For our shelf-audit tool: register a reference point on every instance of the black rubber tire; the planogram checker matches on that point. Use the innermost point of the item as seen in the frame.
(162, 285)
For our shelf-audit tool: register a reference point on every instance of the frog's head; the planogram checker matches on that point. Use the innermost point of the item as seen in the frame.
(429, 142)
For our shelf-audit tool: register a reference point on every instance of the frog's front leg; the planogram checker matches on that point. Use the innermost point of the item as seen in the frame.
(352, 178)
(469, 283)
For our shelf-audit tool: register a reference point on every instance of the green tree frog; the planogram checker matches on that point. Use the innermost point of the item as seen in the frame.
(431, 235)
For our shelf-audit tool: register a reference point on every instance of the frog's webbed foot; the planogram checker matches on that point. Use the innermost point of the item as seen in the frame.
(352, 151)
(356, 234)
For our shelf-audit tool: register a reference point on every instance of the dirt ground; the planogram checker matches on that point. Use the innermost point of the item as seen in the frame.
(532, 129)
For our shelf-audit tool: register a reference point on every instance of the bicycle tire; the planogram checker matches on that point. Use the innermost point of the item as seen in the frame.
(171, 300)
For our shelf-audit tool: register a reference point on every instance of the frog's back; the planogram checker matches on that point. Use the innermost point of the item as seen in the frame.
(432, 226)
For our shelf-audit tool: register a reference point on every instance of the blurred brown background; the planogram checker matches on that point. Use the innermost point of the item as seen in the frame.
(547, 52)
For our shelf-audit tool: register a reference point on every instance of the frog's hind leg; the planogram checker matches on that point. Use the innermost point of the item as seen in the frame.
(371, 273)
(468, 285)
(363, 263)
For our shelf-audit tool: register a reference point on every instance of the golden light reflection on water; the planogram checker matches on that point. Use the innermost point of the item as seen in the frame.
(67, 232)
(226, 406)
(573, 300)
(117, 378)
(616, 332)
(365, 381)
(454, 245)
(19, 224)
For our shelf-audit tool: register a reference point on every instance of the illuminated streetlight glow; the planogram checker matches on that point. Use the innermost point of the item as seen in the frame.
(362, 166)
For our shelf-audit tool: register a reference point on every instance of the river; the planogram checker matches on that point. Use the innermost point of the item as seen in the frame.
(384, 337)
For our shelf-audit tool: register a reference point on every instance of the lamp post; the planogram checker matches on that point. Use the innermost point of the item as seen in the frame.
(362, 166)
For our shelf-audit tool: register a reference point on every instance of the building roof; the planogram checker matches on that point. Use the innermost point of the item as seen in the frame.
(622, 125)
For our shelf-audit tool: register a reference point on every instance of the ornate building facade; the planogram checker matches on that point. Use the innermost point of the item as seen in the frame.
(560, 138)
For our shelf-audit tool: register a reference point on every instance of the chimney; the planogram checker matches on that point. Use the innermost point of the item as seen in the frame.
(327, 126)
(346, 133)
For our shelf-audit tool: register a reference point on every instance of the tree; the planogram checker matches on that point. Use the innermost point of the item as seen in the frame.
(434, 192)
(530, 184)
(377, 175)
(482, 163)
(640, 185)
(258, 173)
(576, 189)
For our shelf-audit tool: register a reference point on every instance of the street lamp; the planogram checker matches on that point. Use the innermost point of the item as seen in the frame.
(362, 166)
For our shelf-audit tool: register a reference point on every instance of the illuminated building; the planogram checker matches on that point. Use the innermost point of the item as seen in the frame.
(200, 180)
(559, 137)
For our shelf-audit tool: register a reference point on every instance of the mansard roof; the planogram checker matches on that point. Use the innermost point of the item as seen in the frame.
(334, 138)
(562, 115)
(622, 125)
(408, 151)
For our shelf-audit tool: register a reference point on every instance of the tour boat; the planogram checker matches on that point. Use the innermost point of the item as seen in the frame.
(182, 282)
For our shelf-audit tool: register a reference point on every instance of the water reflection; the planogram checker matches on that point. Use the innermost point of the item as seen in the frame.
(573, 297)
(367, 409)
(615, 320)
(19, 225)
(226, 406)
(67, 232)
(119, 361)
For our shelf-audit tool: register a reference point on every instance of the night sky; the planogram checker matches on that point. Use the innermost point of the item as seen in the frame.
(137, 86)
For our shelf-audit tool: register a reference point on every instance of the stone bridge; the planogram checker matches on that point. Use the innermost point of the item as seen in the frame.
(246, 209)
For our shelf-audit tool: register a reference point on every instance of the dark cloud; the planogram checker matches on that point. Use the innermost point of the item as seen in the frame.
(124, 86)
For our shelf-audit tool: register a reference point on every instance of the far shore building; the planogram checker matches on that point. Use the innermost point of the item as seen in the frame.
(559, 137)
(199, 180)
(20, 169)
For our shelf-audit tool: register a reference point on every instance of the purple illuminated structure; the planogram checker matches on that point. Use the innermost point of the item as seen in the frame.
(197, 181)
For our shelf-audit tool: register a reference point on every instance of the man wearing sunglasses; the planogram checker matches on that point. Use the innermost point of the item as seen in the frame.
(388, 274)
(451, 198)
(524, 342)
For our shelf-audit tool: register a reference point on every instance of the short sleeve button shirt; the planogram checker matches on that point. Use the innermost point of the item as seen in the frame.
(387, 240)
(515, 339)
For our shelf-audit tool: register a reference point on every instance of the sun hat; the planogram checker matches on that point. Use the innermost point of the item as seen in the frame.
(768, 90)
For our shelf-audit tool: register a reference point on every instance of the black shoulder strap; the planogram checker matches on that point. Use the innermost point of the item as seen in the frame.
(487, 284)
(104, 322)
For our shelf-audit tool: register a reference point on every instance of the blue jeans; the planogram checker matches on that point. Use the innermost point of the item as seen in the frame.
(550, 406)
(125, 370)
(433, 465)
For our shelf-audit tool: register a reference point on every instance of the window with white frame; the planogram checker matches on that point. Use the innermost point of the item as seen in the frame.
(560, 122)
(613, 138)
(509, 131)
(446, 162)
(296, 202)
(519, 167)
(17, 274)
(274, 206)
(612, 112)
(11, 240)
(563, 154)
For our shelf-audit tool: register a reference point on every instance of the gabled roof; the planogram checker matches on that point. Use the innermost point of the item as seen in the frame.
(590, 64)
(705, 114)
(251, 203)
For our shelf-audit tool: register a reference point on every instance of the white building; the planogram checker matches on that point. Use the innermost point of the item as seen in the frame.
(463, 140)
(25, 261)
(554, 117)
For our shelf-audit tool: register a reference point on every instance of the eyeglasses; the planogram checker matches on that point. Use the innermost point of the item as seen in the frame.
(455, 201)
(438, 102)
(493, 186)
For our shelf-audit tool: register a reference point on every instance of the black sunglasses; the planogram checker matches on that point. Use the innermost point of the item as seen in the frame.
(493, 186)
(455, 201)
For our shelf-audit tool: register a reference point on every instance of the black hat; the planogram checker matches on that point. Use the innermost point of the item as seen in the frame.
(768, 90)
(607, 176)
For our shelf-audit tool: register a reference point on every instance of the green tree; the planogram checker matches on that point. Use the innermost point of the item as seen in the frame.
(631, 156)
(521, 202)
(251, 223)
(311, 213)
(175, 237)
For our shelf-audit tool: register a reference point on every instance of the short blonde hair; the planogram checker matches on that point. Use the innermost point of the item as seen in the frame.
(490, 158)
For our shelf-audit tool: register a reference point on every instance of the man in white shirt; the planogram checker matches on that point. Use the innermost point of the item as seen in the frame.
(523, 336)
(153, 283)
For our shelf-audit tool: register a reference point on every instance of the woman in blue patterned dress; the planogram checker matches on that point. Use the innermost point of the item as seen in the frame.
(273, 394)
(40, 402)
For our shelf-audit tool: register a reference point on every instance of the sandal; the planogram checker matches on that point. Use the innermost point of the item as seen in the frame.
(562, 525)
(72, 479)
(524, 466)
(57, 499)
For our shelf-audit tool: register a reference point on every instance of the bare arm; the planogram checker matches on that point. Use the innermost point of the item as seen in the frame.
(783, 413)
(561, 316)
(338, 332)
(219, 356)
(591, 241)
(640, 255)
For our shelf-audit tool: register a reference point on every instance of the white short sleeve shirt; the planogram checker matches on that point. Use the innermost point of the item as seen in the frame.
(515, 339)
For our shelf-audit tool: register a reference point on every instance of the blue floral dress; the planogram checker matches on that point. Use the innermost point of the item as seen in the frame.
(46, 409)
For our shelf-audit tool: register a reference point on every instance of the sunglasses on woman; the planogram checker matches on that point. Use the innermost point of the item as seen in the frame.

# Challenge
Look above for the line containing "the white short", then transcribe it and all lines after it through the last, exactly and with nothing else.

# Worked answer
For our shelf-audit tool: register a reference point on every instance of the white short sleeve shirt; the planogram checker matches on that point. Use the innermost point of the item as seen in the frame.
(515, 339)
For our shelf-audit tool: register a reference point on every instance of the blue floral dress; the planogram checker matches on that point. Use the innermost point of the item as seen in the frame.
(46, 409)
For our shelf-audit tool: register a reference point on every instance of the sunglasses on woman; the planogram checker matches on that point. Use the innermost point of the item as seen in the frame.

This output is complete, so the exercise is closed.